● TASK BRIEF
In the listing below, locate the line containing "Guideline: put one point on each instance of the neck" and copy it and every line after it through the end, exactly as written, leaving out any pictures.

BEGIN RECORDS FOR THIS EXERCISE

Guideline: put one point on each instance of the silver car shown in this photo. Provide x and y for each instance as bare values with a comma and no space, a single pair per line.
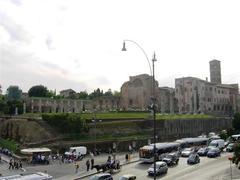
187,151
161,168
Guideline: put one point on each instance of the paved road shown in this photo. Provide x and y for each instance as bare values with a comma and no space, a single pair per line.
62,171
208,169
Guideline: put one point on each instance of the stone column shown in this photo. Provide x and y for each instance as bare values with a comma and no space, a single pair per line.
75,106
16,111
171,103
40,105
61,106
195,101
24,107
54,106
32,106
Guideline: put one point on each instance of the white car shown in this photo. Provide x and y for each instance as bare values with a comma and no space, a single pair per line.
128,177
186,152
161,167
101,176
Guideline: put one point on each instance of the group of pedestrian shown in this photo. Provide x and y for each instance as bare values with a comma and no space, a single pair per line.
13,164
89,163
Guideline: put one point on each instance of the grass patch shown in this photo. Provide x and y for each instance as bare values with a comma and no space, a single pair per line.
128,115
9,144
109,137
183,116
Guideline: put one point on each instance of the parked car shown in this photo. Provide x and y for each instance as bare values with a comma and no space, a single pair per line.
219,143
128,177
187,151
230,147
213,152
161,168
171,159
203,151
193,159
102,176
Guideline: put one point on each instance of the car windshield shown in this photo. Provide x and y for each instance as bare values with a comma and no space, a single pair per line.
94,178
213,150
192,156
169,156
187,149
123,178
157,166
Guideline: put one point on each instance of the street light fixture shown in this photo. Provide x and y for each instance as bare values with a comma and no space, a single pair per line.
95,134
153,98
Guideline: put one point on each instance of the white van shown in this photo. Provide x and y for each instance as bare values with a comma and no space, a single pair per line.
219,143
78,152
32,176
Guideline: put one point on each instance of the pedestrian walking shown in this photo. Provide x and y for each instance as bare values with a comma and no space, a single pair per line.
10,164
76,167
92,163
92,159
20,164
88,164
126,157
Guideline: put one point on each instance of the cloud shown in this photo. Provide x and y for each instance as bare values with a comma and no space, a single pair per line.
16,31
16,2
54,67
49,43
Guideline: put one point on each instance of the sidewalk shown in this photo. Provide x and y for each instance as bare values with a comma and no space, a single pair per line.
84,174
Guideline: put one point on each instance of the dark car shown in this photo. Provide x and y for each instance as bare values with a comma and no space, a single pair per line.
193,159
230,147
103,176
171,159
161,168
187,151
214,152
203,151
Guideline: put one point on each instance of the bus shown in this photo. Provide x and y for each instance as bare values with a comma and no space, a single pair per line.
146,153
235,137
37,155
32,176
189,142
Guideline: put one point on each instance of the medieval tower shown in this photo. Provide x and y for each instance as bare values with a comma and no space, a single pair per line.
215,71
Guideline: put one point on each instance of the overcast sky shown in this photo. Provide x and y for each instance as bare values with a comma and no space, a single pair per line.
77,44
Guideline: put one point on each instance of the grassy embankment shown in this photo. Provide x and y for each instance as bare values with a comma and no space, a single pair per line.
124,115
121,116
9,144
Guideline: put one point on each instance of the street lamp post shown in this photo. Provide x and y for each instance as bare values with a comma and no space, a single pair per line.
95,134
153,98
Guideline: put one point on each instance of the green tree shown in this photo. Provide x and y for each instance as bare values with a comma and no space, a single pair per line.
236,122
13,93
51,93
96,93
236,153
12,105
108,93
38,91
223,134
116,93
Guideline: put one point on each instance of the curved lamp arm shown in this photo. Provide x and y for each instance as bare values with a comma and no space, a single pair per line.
124,49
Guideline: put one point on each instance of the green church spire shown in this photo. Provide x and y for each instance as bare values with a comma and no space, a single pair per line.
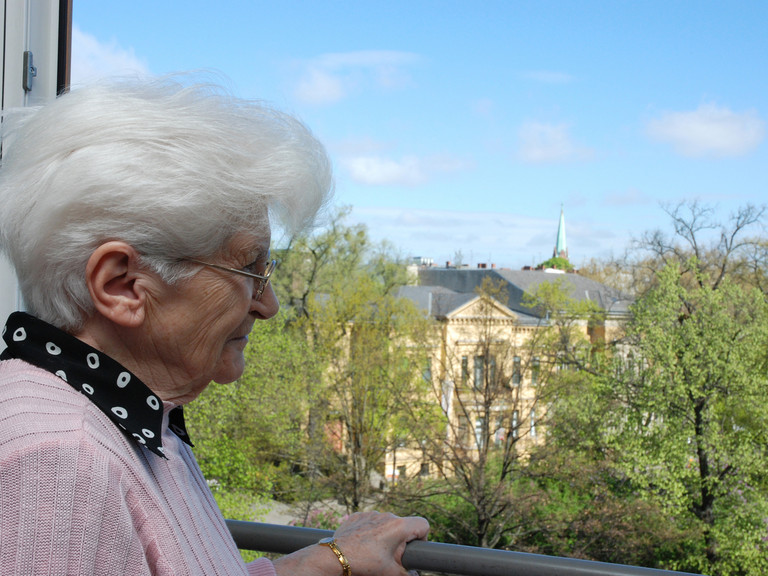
561,248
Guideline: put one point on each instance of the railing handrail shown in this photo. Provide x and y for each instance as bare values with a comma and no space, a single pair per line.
438,557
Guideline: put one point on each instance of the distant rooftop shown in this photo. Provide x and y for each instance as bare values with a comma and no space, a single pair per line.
441,290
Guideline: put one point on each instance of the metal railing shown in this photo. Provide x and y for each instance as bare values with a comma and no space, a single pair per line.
437,557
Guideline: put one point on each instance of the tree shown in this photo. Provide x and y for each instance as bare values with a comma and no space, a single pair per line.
693,422
342,288
489,385
249,435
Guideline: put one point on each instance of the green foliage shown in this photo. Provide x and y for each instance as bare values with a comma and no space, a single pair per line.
685,416
249,434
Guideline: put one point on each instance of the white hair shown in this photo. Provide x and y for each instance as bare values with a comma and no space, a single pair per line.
173,170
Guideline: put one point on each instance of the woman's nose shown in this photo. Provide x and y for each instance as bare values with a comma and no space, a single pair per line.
265,305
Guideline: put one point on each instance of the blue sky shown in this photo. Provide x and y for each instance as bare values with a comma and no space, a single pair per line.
465,125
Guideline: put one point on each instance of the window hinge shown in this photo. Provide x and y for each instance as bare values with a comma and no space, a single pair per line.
29,71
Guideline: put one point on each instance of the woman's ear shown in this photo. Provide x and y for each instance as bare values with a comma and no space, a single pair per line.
117,283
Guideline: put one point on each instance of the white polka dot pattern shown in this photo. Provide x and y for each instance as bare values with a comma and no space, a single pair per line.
128,402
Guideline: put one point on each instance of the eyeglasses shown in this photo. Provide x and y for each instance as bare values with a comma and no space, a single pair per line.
262,278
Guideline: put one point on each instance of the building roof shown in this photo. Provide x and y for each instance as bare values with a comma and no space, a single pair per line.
448,288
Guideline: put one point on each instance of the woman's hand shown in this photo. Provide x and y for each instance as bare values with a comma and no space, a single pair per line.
373,543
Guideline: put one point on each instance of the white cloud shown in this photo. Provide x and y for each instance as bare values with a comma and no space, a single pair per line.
709,131
504,239
548,77
407,171
330,78
92,59
540,143
629,197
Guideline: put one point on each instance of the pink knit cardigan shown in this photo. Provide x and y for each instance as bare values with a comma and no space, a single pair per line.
78,497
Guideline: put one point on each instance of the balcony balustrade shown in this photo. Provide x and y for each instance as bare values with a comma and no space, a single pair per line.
442,558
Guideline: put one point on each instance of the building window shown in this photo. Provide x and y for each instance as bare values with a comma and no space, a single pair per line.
535,368
479,372
516,370
480,432
499,435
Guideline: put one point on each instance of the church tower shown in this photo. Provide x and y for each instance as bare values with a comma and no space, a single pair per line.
561,248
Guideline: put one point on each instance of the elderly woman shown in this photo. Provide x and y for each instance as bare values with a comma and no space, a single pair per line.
137,217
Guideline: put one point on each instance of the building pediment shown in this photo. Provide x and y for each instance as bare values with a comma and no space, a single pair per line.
479,308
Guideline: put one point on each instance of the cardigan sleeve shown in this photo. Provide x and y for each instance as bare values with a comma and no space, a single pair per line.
59,514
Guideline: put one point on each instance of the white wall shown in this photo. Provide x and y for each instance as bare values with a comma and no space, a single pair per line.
27,25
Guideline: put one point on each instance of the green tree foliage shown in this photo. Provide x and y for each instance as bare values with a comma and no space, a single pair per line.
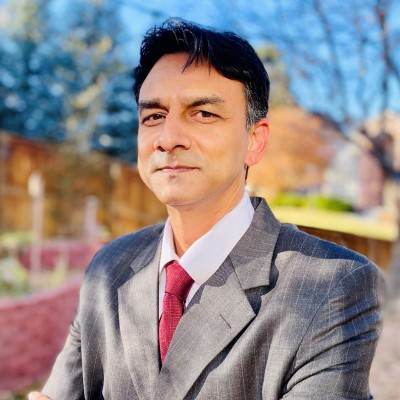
63,75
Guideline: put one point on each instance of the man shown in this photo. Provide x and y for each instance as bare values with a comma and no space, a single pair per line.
270,312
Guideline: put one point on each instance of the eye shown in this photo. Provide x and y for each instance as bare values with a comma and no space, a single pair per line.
152,119
205,116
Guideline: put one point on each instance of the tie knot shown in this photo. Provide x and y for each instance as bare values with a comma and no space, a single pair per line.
179,281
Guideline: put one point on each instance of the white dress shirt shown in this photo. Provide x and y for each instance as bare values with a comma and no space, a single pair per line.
207,253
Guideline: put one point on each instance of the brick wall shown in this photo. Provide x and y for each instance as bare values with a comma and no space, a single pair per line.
33,330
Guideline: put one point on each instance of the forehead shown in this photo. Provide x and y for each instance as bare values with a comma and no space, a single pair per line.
169,78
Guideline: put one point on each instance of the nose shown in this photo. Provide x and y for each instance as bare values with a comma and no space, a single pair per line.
172,135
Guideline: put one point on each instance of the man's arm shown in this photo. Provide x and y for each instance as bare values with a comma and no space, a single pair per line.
66,380
335,356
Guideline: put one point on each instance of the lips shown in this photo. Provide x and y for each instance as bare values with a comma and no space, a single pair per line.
175,168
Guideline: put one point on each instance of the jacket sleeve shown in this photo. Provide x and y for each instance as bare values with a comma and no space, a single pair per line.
335,355
66,379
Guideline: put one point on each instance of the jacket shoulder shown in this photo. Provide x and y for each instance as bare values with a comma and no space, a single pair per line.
319,253
124,249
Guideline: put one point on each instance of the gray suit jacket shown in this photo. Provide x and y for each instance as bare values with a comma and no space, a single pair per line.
286,315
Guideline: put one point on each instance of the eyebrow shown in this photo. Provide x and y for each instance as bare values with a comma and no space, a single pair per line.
189,102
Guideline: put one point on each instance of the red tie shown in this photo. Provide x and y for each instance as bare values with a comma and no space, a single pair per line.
177,289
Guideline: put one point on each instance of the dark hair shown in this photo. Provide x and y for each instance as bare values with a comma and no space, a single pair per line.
232,56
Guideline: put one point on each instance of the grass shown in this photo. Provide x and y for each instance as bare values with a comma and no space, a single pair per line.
337,221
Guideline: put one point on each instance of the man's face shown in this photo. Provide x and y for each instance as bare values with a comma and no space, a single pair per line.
192,142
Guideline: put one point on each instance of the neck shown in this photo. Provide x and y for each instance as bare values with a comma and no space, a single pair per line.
190,223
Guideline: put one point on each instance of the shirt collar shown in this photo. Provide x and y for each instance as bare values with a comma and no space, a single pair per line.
208,252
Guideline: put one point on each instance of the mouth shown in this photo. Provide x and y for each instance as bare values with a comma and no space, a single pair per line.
175,168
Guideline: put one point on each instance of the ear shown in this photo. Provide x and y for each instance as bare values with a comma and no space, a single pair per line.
258,132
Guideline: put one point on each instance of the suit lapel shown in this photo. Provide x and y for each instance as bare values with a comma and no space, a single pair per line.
138,315
220,310
216,315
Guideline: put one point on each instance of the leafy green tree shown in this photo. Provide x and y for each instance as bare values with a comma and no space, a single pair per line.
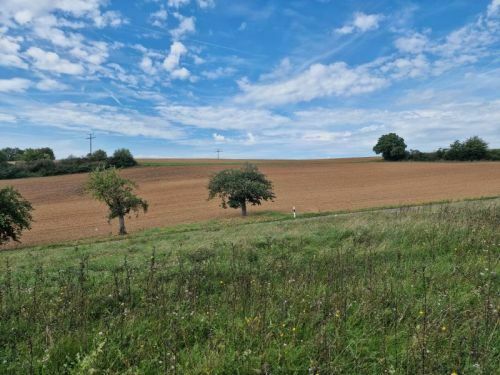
107,186
34,154
13,154
15,214
237,187
3,157
123,158
475,148
391,146
98,155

END RECORDS FOR THIS EXERCISE

● EXERCISE RESULT
Guideline: put one point on each instance of the neck shown in this photo. Provide x and y for each instance as bare values with a comma and no space, a single pair per line.
190,223
Guideline: put one point on each instance of the shirt collar shown in this photo. Provide x and y for each instance as bare values with a comma and no space, a single pair per line.
208,252
Guideline: put one point on each instance of the mouth shown in this photo. Provide x and y for each instance as bare values with a comma and no space, a single pair per line.
175,168
Guideline: put one point on each instance of the ear shown in this photo. Provide x and y for each instance as bare values with a comma and no space, a single pair per line.
258,132
Guideline: put one point on each instance of the suit lapel shown in this photo. Provide x and y for each instance as bare values with a comma and no space, a single pair per line.
138,315
220,310
216,315
Guideline: put one point on each instance of the leafy green tree shown in this photo. Provide x and y for each instance as bare values with a comma and no space, a single pair per line.
107,186
34,154
13,154
15,214
237,187
3,157
123,158
475,148
391,146
98,155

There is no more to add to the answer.